**DIRECTIVE A:**
Using the forum thread about Pueblo Bonito Sunset Beach sales tactics, answer these:
(i) What per-week price did the second salesperson quote for the Christmas or New Year's two-bedroom weeks?
(ii) How much credit did owners get for attending an owners update presentation?
(iii) What amount did gnorth16 get offered on Day 5?
**DIRECTIVE B:** In the forum thread about Pueblo Bonito Sunset Beach sales tactics, why did chemteach cancel the purchase?

**DOCUMENT PASSAGE:**
--- Start ---

# beware sales tactics at pueblo bonito sunset beach



## chemteach (Dec 27, 2013)

I went to a sales presentation 6 years ago and it was very easy.  Last week, I had a great sales presentation, but then the second person told a bunch of lies.  Glad I have TUG.    He was trying to sell "60 weeks over 15 years that I could use to get Xmas or New Years at Pueblo Bonito Sunset Beach 2 bedrooms for $899 a week."  for $2000.  All sounded way too fishy, but I bit.  When he finally let me see the contract, which of course mentioned nothing specific about getting Pueblo Bonito weeks, I cancelled immediately and drew a line threw all signatures I had made.  They refunded my credit card right away.  
I looked it up on TUG - Pueblo Bonito Passport program - just be careful with the presentations…  It was still worth the $500 resort credit I received.


----------



## oldbuyer (Dec 27, 2013)

Was this their exit package after you said no to the developer package?
I'm assuming you are not a PBS owner as they only gave owners a $50 credit for attending an owners update presentation 
As an owner it's not been worth it to go back so I don't know what they are pitching now.
Good to hear you canceled on the spot as that saves you a lot of time and headache


----------



## Barbeque (Dec 27, 2013)

Chemteach Where did you get the offer of  $  500 resort credit?
Poolside? Which restaurant? at the airport? or in town?
Last year we got $ 400 in resort credit and thought we did good
When we were there the timeshare salesman called me a mooch :hysterical:
By the way congratulations on getting out of it.


----------



## gnorth16 (Dec 27, 2013)

Barbeque said:


> Chemteach Where did you get the offer of  $  500 resort credit?
> Poolside? Which restaurant? at the airport? or in town?
> Last year we got $ 400 in resort credit and thought we did good
> When we were there the timeshare salesman called me a mooch :hysterical:
> By the way congratulations on getting out of it.



Our offers last week were:

Day 1 - $250
Day 2, 3 and 4 - $300 
Day 5 - $400

All offers included 2 (maybe 4) passes for Dolphins, Cruise or whatever.  I'm sure it would have been $500 if I pushed and turned down the passes.

They will find you!!! Usually when waiting for valet or in the main lobby, but I was also asked at the Sky pool.

--- End ---

**SUPPLIED ENTRIES:**
--- Start ---

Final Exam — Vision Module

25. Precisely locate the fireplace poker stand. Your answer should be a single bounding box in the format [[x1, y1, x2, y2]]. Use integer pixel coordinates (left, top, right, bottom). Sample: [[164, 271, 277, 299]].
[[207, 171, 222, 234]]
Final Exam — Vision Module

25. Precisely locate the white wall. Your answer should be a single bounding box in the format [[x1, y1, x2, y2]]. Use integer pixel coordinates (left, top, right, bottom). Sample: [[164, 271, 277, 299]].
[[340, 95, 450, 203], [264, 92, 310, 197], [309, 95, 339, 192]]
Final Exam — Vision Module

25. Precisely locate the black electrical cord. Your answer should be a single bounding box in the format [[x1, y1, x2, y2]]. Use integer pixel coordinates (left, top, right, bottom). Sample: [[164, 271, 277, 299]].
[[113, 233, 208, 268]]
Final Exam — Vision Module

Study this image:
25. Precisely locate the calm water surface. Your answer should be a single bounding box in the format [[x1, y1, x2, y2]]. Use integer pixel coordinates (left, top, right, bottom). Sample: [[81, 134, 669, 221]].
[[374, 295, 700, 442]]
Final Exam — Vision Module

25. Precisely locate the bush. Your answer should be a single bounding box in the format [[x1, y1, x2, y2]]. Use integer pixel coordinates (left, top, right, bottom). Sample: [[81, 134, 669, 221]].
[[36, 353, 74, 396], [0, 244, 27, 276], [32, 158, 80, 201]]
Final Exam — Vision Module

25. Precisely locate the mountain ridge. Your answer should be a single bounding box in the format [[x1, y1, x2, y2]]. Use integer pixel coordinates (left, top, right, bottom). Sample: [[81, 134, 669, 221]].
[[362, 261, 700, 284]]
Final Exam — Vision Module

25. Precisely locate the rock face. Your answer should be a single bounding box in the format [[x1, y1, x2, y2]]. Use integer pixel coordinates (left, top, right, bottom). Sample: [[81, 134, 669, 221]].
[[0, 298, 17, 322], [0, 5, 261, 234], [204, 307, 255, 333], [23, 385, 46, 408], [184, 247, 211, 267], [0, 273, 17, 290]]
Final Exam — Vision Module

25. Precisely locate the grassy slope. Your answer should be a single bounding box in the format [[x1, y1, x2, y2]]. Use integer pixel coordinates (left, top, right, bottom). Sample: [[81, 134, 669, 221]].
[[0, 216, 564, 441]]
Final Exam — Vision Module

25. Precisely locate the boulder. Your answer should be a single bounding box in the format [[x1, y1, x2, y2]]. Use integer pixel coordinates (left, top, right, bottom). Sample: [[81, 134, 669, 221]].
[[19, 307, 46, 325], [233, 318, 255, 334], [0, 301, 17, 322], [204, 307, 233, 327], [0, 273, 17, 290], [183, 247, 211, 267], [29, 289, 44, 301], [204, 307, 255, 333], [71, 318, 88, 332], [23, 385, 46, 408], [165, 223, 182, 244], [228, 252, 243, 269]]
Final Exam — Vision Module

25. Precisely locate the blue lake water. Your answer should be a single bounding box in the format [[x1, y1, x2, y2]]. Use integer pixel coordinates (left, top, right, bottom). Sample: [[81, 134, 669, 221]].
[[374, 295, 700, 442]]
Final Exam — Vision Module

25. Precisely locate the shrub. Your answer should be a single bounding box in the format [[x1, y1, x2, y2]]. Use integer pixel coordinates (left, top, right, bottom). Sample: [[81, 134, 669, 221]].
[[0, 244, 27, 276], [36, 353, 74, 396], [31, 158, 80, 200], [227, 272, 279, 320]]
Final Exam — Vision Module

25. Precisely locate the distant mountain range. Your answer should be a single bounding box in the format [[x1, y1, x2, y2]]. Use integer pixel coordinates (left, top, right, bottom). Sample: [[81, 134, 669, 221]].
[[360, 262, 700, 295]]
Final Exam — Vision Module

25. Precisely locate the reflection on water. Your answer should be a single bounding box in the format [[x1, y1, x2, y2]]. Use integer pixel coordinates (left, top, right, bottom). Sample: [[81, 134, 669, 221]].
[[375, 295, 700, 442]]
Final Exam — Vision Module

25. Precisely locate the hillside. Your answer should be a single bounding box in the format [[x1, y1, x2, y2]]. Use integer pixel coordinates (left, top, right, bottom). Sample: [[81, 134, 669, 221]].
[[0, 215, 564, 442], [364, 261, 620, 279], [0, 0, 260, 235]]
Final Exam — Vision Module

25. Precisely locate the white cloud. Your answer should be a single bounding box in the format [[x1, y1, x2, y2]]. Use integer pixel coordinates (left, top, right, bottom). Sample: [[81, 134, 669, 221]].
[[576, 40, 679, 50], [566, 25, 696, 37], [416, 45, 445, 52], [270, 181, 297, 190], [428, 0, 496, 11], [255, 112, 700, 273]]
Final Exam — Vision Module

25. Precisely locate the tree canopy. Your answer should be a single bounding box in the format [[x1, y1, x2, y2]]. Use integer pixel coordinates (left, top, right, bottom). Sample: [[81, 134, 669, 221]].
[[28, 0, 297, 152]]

--- End ---

**WRITTEN ANSWER A:**
(i) $899 a week.
(ii) A $50 credit.
(iii) $400.

**WRITTEN ANSWER B:** When the salesperson finally showed the contract, it said nothing specific about getting Pueblo Bonito weeks, even though that was what he had promised. So chemteach cancelled immediately and drew a line through every signature already made.